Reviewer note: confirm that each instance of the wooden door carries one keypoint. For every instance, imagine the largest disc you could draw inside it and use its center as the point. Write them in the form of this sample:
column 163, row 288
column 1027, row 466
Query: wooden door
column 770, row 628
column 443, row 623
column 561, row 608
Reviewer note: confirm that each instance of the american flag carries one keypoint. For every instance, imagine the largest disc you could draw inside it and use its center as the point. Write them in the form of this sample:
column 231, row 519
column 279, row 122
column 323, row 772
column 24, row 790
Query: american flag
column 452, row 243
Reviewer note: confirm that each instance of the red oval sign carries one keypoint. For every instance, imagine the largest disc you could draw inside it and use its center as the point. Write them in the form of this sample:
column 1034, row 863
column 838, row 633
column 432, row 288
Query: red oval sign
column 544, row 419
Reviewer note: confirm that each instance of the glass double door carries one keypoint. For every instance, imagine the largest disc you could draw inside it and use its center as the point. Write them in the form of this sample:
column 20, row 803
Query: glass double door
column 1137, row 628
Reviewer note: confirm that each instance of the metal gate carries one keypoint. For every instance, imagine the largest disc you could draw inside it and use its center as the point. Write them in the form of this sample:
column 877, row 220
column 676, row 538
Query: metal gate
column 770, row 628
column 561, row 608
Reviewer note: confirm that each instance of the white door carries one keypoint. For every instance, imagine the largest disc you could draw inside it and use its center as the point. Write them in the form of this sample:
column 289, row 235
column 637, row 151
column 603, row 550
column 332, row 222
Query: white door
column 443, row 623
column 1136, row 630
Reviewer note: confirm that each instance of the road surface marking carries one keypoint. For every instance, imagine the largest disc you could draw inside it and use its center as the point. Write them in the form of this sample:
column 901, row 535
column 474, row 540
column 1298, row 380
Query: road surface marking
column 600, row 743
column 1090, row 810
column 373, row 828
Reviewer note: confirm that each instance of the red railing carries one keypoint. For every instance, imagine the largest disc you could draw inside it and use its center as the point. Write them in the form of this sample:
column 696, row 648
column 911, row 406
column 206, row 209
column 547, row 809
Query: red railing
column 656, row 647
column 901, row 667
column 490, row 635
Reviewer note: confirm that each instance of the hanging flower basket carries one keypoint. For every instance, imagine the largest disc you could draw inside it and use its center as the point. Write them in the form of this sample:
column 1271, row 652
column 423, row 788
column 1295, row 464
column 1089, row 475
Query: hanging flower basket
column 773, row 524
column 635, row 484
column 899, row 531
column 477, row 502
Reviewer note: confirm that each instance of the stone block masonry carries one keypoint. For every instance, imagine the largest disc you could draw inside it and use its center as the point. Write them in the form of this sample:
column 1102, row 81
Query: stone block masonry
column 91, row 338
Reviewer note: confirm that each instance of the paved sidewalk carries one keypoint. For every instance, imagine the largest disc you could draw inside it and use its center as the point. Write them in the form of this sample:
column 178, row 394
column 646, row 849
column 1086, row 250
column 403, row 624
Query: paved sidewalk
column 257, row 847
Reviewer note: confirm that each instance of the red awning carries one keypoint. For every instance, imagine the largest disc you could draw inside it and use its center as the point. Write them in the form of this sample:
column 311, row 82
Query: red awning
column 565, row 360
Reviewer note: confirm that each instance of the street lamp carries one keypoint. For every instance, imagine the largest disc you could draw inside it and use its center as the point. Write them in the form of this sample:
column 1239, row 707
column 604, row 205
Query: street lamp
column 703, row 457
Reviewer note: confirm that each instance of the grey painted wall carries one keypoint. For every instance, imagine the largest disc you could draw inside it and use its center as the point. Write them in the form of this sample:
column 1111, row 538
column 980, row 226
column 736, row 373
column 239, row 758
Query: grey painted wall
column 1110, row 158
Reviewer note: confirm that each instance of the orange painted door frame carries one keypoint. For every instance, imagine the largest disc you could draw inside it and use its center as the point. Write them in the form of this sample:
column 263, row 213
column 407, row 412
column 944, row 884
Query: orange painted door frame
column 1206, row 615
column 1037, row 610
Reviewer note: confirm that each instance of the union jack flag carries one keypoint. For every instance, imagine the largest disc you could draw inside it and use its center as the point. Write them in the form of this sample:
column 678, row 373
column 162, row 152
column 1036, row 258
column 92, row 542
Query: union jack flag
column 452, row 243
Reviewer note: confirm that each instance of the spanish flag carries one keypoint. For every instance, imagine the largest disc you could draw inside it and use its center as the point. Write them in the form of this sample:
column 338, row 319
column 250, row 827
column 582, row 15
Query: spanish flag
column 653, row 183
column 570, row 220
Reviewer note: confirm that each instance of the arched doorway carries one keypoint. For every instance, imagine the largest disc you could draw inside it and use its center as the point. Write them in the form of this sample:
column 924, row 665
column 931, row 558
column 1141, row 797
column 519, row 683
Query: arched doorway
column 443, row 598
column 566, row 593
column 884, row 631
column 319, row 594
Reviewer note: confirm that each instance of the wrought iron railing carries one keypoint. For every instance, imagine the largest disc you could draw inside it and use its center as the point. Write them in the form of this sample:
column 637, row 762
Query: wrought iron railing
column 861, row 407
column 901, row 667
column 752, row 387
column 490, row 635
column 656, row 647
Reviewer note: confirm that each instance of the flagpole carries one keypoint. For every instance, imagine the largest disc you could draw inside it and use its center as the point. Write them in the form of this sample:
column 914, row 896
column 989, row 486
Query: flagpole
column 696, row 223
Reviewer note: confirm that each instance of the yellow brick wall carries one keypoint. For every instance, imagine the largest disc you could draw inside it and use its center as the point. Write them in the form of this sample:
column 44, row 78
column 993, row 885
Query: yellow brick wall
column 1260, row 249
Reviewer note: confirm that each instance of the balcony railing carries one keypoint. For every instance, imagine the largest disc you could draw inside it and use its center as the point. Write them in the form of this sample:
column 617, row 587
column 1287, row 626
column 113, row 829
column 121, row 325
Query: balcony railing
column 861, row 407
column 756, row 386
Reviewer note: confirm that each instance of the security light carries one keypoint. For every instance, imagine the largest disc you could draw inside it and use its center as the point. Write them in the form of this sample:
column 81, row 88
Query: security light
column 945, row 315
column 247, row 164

Stated problem
Set down every item above again, word for word and in the same order, changing nothing.

Complete output
Reviewer note: confirm that each instance of the wooden door carries one keypoint. For every instance, imagine the largest disc you could draw inside it and use its center as the point. Write them in the form of this sample:
column 163, row 288
column 1027, row 466
Query: wooden door
column 770, row 628
column 443, row 623
column 561, row 608
Reviewer note: confirm that each instance of the american flag carries one keypoint. For every instance, imagine the largest disc you could draw inside it and use its center as the point. Write them in the form of this sample:
column 231, row 519
column 279, row 122
column 323, row 772
column 24, row 790
Query: american flag
column 452, row 243
Reviewer note: confirm that each instance of the red oval sign carries one keypoint. For every instance, imagine the largest disc you could draw inside it and use its center as the point. Write them in the form of this sample:
column 1034, row 863
column 838, row 633
column 432, row 288
Query: red oval sign
column 544, row 419
Reviewer note: confirm that each instance of the glass double door carries one keypoint. For every instance, imagine the largest disc you could draw inside it and use its center as the point. Write them in the form of this sample:
column 20, row 803
Query: glass double door
column 1137, row 628
Reviewer note: confirm that each instance of the metal gate carries one keypoint. For every instance, imagine the largest disc you could draw inside it and use its center as the point. Write them in the form of this sample:
column 877, row 220
column 676, row 538
Query: metal gate
column 770, row 628
column 561, row 608
Reviewer note: confirm that each instance of the white door carries one keypoint. For every instance, imagine the largest disc you could draw inside it and use its center as the point. Write them in the form of this sample:
column 289, row 235
column 637, row 151
column 603, row 550
column 332, row 222
Query: white door
column 443, row 623
column 1136, row 630
Reviewer note: confirm that each instance of the road surface marking carries one keypoint. For every instance, imagine the largest disc you could draw inside it and use its center as the point. Write them in the form of this sample:
column 901, row 535
column 474, row 540
column 1298, row 380
Query: road surface marking
column 600, row 743
column 1090, row 810
column 373, row 828
Reviewer note: confirm that each instance of the red railing carries one keypoint. For every instance, imagine the largest disc you could draw inside it and use its center as the point. Write them in the form of this sample:
column 696, row 648
column 911, row 406
column 206, row 209
column 547, row 809
Query: red railing
column 656, row 647
column 901, row 667
column 490, row 635
Reviewer note: confirm that each instance of the hanging flower basket carries one keypoint. For every instance, imagine the largest disc you could draw inside it and use its center as the point. Write them in the form of this sample:
column 1271, row 652
column 423, row 788
column 1295, row 464
column 1089, row 475
Query: hanging flower basket
column 773, row 524
column 635, row 484
column 899, row 531
column 477, row 502
Reviewer note: confirm that each instance of the stone block masonry carries one keypoint. For every instance, imagine the largest disc you could draw inside it and use its center as the point. Write them in the form of this sample:
column 1102, row 81
Query: stone block masonry
column 91, row 338
Reviewer note: confirm that each instance of the paved sidewalk carries one keypoint. For every instance, imagine the largest disc you could draw inside it and use its center as the point. Write them in the form of this sample:
column 178, row 394
column 646, row 849
column 1086, row 250
column 403, row 624
Query: paved sidewalk
column 257, row 847
Reviewer note: confirm that each instance of the red awning carries one keypoint. For every instance, imagine the largest disc you could draw inside it and use its center as the point. Write them in the form of this sample:
column 311, row 82
Query: red awning
column 565, row 360
Reviewer note: confirm that each instance of the street lamp carries one keypoint. For every instance, imagine the largest disc you could draw inside it and use its center as the point. Write them in the form of this sample:
column 1239, row 707
column 604, row 205
Query: street lamp
column 703, row 457
Reviewer note: confirm that each instance of the grey painted wall carries one keypoint. For every instance, imagine the largest disc you could draw inside it and use its center as the point. Write them in the form of this sample:
column 1111, row 538
column 980, row 226
column 736, row 373
column 239, row 758
Query: grey painted wall
column 1110, row 158
Reviewer note: confirm that each instance of the orange painted door frame carries one keypoint. For every instance, imagine the largest disc you could draw inside it and use its center as the point. Write them in the form of this sample:
column 263, row 213
column 407, row 412
column 944, row 884
Query: orange painted door frame
column 1206, row 615
column 1037, row 610
Reviewer note: confirm that each instance of the union jack flag carries one keypoint. For every instance, imagine the largest disc you could draw inside it and use its center as the point. Write them in the form of this sample:
column 678, row 373
column 162, row 152
column 1036, row 258
column 92, row 542
Query: union jack flag
column 452, row 243
Reviewer note: confirm that each instance of the spanish flag carries one keypoint. For every instance, imagine the largest disc you could draw inside it and use its center as the point. Write them in the form of this sample:
column 338, row 319
column 250, row 827
column 582, row 15
Query: spanish flag
column 653, row 183
column 570, row 220
Reviewer note: confirm that each instance of the arched doorway carries one keypoint. For every instance, imagine the largest disc you could draw inside it and use its center as the point. Write them in the form of this sample:
column 924, row 665
column 931, row 558
column 1141, row 797
column 519, row 683
Query: arched doorway
column 443, row 598
column 566, row 593
column 884, row 631
column 319, row 594
Reviewer note: confirm that each instance of the wrought iron railing carries one keypoint. For every instance, imagine the largest disc you could draw inside it and use its center as the point. Write them in the form of this sample:
column 637, row 762
Query: wrought iron railing
column 861, row 407
column 901, row 667
column 752, row 387
column 490, row 635
column 656, row 647
Reviewer note: confirm that each instance of the flagpole carries one keypoint. For every instance, imagine the largest disc you could draw inside it and use its center as the point. Write them in the form of this sample:
column 914, row 896
column 989, row 486
Query: flagpole
column 696, row 223
Reviewer note: confirm that each instance of the yellow brick wall carries one keypoint. For every instance, imagine the largest disc you could draw inside it and use its center as the point. Write them in the form of this sample:
column 44, row 78
column 993, row 885
Query: yellow brick wall
column 1260, row 249
Reviewer note: confirm that each instance of the balcony railing carries one keypoint. For every instance, imagine the largest disc you could draw inside it and use its center as the point. Write them in the form of this sample:
column 617, row 587
column 1287, row 626
column 113, row 829
column 121, row 325
Query: balcony railing
column 861, row 407
column 756, row 386
Reviewer note: confirm that each instance of the security light carries one keypoint. For every instance, imagine the largest disc you could draw inside it and use its center as the point. Write them in the form of this sample:
column 81, row 88
Query: security light
column 945, row 315
column 247, row 164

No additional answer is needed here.